## start

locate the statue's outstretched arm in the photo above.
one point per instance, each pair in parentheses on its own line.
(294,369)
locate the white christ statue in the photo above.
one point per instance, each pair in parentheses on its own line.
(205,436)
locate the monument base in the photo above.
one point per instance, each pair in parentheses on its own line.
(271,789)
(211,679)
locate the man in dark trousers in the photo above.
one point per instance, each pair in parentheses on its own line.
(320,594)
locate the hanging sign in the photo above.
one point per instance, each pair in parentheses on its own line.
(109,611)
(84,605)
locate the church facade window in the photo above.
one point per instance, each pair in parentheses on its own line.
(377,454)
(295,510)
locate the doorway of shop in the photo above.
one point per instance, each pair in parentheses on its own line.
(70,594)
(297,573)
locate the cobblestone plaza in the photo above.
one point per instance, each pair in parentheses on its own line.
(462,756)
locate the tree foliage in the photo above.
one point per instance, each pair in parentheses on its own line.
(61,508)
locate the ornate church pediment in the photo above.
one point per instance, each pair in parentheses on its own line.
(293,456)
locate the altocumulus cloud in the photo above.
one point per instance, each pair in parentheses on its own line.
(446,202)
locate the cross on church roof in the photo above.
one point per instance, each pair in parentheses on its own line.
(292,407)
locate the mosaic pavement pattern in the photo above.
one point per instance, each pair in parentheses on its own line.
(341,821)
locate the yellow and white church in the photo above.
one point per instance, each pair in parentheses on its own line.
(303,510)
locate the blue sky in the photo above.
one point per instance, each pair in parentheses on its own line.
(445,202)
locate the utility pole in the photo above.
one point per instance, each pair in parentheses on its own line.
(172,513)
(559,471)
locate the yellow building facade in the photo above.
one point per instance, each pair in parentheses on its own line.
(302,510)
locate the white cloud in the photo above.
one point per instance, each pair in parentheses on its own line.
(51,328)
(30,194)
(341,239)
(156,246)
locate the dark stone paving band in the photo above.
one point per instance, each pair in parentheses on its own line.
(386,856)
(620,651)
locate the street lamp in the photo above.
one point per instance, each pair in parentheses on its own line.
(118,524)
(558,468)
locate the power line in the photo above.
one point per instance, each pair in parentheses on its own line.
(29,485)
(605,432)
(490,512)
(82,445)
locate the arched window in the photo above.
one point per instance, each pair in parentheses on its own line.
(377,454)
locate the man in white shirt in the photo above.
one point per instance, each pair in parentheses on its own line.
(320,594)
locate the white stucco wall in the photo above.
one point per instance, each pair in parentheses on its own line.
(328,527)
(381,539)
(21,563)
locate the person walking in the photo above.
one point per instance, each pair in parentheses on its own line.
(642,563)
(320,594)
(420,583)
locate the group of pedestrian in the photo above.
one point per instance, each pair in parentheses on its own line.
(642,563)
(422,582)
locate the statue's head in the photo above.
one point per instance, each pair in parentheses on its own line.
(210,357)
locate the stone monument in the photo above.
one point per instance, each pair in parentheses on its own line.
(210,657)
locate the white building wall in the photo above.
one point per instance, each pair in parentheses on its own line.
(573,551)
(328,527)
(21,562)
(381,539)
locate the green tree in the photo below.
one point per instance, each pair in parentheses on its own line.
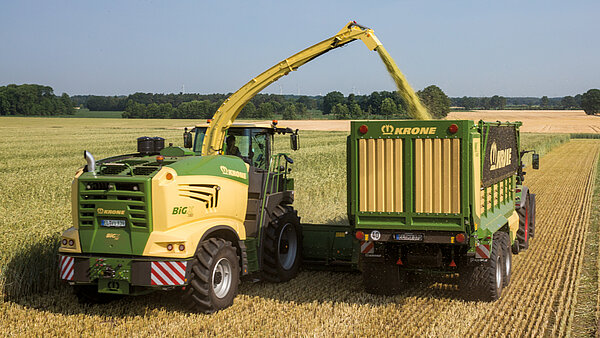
(330,100)
(544,102)
(590,102)
(388,107)
(341,111)
(289,113)
(356,112)
(435,100)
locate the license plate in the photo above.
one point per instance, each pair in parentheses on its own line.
(409,237)
(113,223)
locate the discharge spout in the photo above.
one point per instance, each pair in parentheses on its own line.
(90,160)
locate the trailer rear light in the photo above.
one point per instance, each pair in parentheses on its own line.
(453,128)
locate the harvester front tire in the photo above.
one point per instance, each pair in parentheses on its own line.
(484,281)
(214,278)
(523,234)
(383,278)
(282,246)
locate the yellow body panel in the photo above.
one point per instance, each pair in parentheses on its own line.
(437,175)
(70,234)
(380,175)
(185,207)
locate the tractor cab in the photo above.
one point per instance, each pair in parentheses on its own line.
(253,142)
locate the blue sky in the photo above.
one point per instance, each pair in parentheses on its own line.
(474,48)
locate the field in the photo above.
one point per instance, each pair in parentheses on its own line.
(40,156)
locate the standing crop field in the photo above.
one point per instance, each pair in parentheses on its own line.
(39,156)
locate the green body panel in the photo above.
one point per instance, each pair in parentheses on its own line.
(231,167)
(329,244)
(102,198)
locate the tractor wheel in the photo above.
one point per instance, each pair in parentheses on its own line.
(484,281)
(507,263)
(214,278)
(383,278)
(524,218)
(531,215)
(282,246)
(88,294)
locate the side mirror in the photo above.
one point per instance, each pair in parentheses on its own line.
(295,141)
(187,139)
(535,161)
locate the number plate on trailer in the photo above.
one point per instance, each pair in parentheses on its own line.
(409,237)
(113,223)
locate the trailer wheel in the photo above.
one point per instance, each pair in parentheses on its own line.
(88,294)
(484,281)
(214,278)
(524,222)
(282,246)
(383,278)
(507,261)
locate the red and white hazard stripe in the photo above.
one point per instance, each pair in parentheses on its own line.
(367,247)
(67,267)
(167,273)
(482,251)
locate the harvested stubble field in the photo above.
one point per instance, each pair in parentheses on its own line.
(38,157)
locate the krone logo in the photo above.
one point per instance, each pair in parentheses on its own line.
(113,236)
(102,211)
(387,129)
(499,158)
(231,172)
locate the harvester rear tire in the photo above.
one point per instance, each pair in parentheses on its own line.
(524,218)
(383,278)
(282,246)
(88,294)
(214,277)
(484,281)
(507,262)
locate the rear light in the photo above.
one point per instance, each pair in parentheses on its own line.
(453,128)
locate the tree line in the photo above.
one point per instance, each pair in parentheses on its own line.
(33,100)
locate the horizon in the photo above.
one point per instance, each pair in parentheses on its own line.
(510,49)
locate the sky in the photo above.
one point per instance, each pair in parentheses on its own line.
(472,48)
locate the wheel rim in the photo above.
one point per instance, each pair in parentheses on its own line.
(498,274)
(287,246)
(221,277)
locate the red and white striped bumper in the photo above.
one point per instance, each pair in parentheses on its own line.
(168,273)
(67,267)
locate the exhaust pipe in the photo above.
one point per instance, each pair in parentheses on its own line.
(90,160)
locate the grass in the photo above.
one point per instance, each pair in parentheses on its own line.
(37,161)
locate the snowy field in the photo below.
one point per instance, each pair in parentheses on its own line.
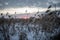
(19,31)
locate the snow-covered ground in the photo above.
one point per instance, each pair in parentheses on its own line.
(28,32)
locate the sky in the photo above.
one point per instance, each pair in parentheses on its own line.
(30,5)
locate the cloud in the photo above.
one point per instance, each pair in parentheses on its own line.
(30,3)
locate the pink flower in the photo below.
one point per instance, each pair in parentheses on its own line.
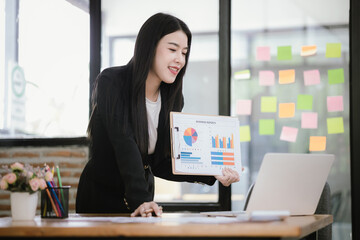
(30,174)
(34,184)
(10,178)
(48,176)
(42,183)
(3,184)
(17,166)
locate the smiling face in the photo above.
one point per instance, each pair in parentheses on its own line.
(169,58)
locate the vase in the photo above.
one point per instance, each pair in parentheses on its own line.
(23,205)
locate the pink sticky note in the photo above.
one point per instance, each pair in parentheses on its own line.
(289,134)
(263,53)
(243,107)
(309,120)
(311,77)
(266,78)
(335,104)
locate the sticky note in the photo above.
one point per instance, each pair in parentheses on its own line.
(309,120)
(284,53)
(335,125)
(309,50)
(266,78)
(286,76)
(286,110)
(263,53)
(268,104)
(244,74)
(289,134)
(335,104)
(311,77)
(333,50)
(245,133)
(243,107)
(317,143)
(304,102)
(336,76)
(266,127)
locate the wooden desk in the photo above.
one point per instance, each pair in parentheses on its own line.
(171,226)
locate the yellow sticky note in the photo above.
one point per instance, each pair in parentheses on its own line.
(286,76)
(286,110)
(335,125)
(245,135)
(317,143)
(268,104)
(333,50)
(266,127)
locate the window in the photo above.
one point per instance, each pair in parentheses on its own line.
(44,81)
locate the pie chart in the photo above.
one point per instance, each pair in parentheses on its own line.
(190,136)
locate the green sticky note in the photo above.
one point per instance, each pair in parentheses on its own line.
(304,102)
(266,127)
(336,76)
(333,50)
(335,125)
(268,104)
(284,53)
(245,133)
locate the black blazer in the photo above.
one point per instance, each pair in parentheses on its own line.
(116,179)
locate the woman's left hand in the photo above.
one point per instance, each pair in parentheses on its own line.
(229,176)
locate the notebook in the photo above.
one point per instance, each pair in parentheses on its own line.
(289,182)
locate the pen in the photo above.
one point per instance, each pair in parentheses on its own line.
(60,184)
(151,210)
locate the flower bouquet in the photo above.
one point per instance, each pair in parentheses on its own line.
(22,178)
(24,181)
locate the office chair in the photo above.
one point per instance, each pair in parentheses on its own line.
(324,207)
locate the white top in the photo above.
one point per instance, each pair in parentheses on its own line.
(153,111)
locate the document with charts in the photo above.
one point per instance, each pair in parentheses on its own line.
(204,144)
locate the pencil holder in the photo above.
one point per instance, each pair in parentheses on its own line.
(55,202)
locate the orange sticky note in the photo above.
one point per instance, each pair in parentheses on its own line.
(308,50)
(286,110)
(317,143)
(286,76)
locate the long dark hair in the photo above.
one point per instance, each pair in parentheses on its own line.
(155,28)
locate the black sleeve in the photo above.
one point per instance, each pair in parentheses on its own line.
(111,106)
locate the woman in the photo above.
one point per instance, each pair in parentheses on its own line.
(129,125)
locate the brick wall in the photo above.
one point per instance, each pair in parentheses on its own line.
(70,159)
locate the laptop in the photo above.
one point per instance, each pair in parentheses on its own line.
(288,182)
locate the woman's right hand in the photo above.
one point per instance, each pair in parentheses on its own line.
(147,209)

## end

Task to carry out: Please reproduce word for word the lines of the listing above, starting with the line that contains "locate the laptop in the photo above." and going on through the last line of the listing, both included.

Answer to the task:
locate the laptop in the photo above.
one point per instance, each pair in parentheses on its own line.
(288,182)
locate the woman's right hand in the photo above.
one point per instance, each pair in parentheses on its own line.
(147,209)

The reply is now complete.